======== Input
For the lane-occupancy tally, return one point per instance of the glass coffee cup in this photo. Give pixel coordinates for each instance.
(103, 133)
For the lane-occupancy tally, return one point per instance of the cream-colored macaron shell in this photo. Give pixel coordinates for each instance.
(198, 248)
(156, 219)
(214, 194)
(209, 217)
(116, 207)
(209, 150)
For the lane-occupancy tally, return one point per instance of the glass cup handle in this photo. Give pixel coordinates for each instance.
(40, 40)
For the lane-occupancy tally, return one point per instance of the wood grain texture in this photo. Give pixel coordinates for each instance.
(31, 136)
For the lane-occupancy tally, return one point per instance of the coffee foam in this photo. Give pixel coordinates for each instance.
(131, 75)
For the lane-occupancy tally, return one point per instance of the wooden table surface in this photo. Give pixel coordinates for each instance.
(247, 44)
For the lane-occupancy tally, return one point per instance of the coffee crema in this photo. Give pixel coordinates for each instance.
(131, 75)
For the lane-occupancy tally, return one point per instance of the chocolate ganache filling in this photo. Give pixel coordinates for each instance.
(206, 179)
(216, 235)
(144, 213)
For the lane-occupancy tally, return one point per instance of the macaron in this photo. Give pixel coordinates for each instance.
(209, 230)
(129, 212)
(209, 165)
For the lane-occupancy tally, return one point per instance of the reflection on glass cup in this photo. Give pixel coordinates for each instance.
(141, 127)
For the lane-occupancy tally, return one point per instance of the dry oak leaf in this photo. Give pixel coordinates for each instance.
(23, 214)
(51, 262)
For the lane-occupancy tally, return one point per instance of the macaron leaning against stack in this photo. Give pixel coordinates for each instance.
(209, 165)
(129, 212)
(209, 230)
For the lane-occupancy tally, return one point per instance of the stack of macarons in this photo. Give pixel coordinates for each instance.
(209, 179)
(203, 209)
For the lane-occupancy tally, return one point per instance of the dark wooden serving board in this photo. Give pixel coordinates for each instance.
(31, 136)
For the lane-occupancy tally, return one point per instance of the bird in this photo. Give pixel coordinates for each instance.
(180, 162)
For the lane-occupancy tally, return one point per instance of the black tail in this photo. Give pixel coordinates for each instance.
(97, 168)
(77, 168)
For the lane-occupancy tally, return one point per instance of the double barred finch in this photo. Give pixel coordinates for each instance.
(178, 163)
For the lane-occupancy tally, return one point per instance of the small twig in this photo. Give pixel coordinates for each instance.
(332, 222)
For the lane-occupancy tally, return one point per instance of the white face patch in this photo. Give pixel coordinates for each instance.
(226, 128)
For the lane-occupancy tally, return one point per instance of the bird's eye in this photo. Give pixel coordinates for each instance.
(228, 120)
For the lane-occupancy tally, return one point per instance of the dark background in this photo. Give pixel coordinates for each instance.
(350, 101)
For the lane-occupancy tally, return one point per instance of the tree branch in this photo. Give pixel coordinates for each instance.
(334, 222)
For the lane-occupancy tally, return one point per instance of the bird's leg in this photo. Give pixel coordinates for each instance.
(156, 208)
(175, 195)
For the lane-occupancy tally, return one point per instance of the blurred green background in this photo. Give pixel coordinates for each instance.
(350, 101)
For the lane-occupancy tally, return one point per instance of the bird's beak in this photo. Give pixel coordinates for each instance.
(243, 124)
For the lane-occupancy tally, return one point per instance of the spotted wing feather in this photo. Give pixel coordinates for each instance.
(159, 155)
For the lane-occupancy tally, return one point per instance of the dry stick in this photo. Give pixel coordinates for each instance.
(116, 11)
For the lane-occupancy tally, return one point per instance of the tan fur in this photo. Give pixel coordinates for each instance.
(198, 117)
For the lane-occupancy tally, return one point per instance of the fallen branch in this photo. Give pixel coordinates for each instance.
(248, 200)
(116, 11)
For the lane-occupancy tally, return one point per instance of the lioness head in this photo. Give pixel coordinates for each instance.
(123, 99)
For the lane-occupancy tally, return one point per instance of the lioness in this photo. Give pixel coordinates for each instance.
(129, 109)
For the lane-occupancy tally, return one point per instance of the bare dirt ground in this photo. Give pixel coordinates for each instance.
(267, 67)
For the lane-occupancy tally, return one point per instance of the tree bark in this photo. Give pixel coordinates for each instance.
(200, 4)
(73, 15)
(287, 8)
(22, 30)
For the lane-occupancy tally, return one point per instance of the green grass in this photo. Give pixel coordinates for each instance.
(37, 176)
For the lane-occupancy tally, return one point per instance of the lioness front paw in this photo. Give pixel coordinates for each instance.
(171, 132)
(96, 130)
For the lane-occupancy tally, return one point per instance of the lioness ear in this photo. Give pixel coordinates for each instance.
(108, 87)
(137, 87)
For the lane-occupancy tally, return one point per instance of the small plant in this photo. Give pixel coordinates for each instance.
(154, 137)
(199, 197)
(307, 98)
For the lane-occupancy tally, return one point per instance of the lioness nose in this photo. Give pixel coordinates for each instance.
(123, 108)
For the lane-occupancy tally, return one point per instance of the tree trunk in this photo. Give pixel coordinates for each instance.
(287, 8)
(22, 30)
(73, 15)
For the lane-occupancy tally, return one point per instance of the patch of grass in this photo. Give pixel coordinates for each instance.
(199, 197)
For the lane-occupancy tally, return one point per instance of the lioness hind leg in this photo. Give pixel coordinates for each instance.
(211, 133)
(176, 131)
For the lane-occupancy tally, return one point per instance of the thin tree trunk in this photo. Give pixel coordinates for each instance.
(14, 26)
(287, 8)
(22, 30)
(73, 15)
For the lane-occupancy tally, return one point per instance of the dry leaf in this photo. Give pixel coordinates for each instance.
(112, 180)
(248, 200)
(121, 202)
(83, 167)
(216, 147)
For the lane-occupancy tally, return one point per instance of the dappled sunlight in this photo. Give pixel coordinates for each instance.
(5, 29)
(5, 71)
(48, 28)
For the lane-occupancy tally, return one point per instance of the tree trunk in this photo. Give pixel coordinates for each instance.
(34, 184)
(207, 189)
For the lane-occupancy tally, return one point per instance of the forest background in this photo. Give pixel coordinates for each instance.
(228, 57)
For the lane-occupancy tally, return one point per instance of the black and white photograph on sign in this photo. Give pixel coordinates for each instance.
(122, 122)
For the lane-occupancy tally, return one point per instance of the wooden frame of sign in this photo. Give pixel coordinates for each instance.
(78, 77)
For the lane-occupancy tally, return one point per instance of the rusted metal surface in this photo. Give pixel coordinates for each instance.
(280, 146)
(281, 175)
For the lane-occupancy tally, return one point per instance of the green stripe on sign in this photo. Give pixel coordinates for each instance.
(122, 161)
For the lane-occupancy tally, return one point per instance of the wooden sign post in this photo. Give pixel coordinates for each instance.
================
What the exercise asks: Copy the entries above exactly, leaving none out.

Task result:
For the lane-occupancy tally, return one point per instance of the glass coffee cup in this photo. Give pixel coordinates for each instance.
(103, 133)
For the lane-occupancy tally, return one point per instance of the cream-colored macaron shell in this photo. Give pixel coordinates for each instance.
(198, 248)
(156, 219)
(214, 194)
(209, 217)
(116, 207)
(209, 150)
For the lane-occupancy tally, return one point per instance of the glass cup handle in this photo. Give pixel coordinates for each instance.
(40, 40)
For the lane-occupancy tally, return one point per instance of the wood grain texture in this photo. Give pixel coordinates for each instance.
(31, 136)
For the lane-occupancy tally, return one point per instance of the coffee foam in this photo. Give pixel coordinates for each instance.
(131, 75)
For the lane-occupancy tally, return one point per instance of the wooden table surface in this photo. Give pixel coordinates for each instance.
(247, 44)
For the lane-occupancy tally, return one point per instance of the coffee crema in this photo. Give pixel coordinates for each instance.
(131, 75)
For the lane-occupancy tally, return one point per instance of the chocolate ganache filling in this photo. Give pixel coordinates for each instance.
(206, 179)
(216, 235)
(144, 213)
For the lane-occupancy tally, return one point per instance of the macaron in this photo. Give pixel coordinates for each instance.
(209, 230)
(129, 212)
(209, 165)
For the lane-occupancy tally, return one point per instance of the reflection on glass cup in this photo. Give pixel coordinates for each instance.
(141, 127)
For the lane-occupancy tally, return one point per instance of the dry oak leaf in this photo. Give pixel coordinates for each instance.
(23, 214)
(51, 262)
For the lane-occupancy tally, return one point per instance of the macaron leaning against stack in this photo. Give pixel coordinates for each instance.
(209, 165)
(129, 212)
(209, 230)
For the lane-occupancy tally, return one point per instance of the stack of macarons in this photo. Give pixel coordinates for each instance.
(209, 179)
(203, 209)
For the lane-occupancy tally, return one point per instance of the dark wooden serving board in this photo. Give pixel coordinates for each instance.
(31, 136)
For the lane-occupancy tally, return one point per instance of the bird in this photo. Give pixel coordinates for each instance.
(180, 162)
For the lane-occupancy tally, return one point per instance of the black tail in this photo. Give pixel coordinates for each instance.
(97, 168)
(77, 168)
For the lane-occupancy tally, return one point per instance of the double barred finch in this photo. Give pixel coordinates for each instance.
(178, 163)
For the lane-occupancy tally, return one point per instance of the small twig in this photo. Give pixel coordinates for each instance.
(332, 222)
For the lane-occupancy tally, return one point per instance of the white face patch in this photo. Give pixel coordinates for each instance.
(226, 128)
For the lane-occupancy tally, return one point per instance of the bird's eye in this photo. Give pixel coordinates for each instance.
(228, 120)
For the lane-occupancy tally, return one point per instance of the dark background in this photo. Give pixel coordinates for each instance.
(350, 101)
For the lane-occupancy tally, return one point per instance of the tree branch in this photo. Give pixel coordinates for each instance.
(334, 222)
For the lane-occupancy tally, return one point per instance of the bird's leg in this photo. Give pixel coordinates for each instance.
(156, 208)
(175, 195)
For the lane-occupancy tally, return one point per instance of the blurred green background in this photo. Give pixel coordinates for each instance.
(350, 101)
For the lane-occupancy tally, return one point per instance of the bird's beak in this photo. Give pixel coordinates for each instance.
(243, 124)
For the lane-occupancy tally, return one point per instance of the spotted wing feather in this photo. Give pixel coordinates for each instance.
(159, 155)
For the lane-occupancy tally, return one point per instance of the dry stick in this photo. Give pixel coordinates for each instance.
(116, 11)
For the lane-occupancy tally, return one point per instance of the tan fur in this photo. Give pixel coordinates for each instance.
(198, 117)
For the lane-occupancy tally, return one point per instance of the fallen branch in this photo. Give pixel coordinates for each instance.
(248, 200)
(116, 11)
For the lane-occupancy tally, return one point per instance of the lioness head in this photo. Give pixel coordinates for each instance.
(123, 99)
For the lane-occupancy tally, return one point per instance of the lioness in this photo. Give pixel coordinates for each instance.
(129, 109)
For the lane-occupancy tally, return one point per instance of the bare dirt ground in this photo. Give pixel coordinates for each instance.
(267, 67)
For the lane-occupancy tally, return one point per instance of the tree bark in this photo. Give pixel coordinates for each instance.
(200, 4)
(73, 15)
(287, 8)
(22, 30)
For the lane-occupancy tally, return one point per instance of the green grass in this photo. Give pixel coordinates for each instance.
(37, 176)
For the lane-occupancy tally, return one point per instance of the lioness front paw in this photo. Give pixel coordinates for each instance.
(171, 132)
(96, 130)
For the lane-occupancy tally, return one point per instance of the lioness ear in this photo. Give pixel coordinates for each instance.
(108, 87)
(137, 87)
For the lane-occupancy tally, return one point per instance of the small plant in this photo. Give pixel coordinates for each instance.
(154, 137)
(199, 197)
(307, 98)
For the lane-occupancy tally, return one point per instance of the lioness nose in this photo. Give pixel coordinates for each instance.
(123, 108)
For the lane-occupancy tally, return one point per instance of the tree trunk in this photo. Give pixel coordinates for each instance.
(287, 8)
(22, 30)
(73, 15)
For the lane-occupancy tally, return one point per instance of the patch of grass in this photo. Give pixel coordinates for each instance.
(199, 197)
For the lane-occupancy tally, return one point per instance of the lioness hind leg in this photo. Give pixel coordinates for each instance.
(211, 133)
(176, 131)
For the lane-occupancy tally, return one point per instance of the thin tree trunk in this photo. Give pixel coordinates for each instance.
(14, 26)
(287, 8)
(22, 30)
(73, 15)
For the lane-occupancy tally, return one point per instance of the dry leaf in this photo. Give pixel coordinates for each instance.
(112, 180)
(248, 200)
(121, 202)
(83, 167)
(216, 147)
For the lane-occupancy tally, return one point per instance of the dappled sunlight in this photo. Give pixel coordinates for each instance.
(5, 29)
(5, 71)
(48, 28)
For the lane-occupancy tally, return one point per instance of the tree trunk in this photo. Give pixel coordinates for each instance.
(34, 184)
(207, 189)
For the lane-occupancy tally, return one point per instance of the forest background in this photo. Give pixel coordinates for each instance.
(228, 57)
For the lane-occupancy tally, return one point per instance of the black and white photograph on sign in this photo. Give pixel coordinates for each instance.
(122, 122)
For the lane-occupancy tally, return one point per instance of the wooden frame of sign in this photo. Give pixel coordinates for each instance.
(78, 77)
For the lane-occupancy tally, return one point per instance of the rusted metal surface in this photo. Give pixel coordinates for each instance.
(280, 146)
(281, 175)
For the lane-occupancy tally, return one point per instance of the green stripe on sign in this photo. Give pixel coordinates for each instance.
(122, 161)
For the lane-occupancy tally, return one point per instance of the wooden sign post in this photo. Give pixel coordinates for each instance.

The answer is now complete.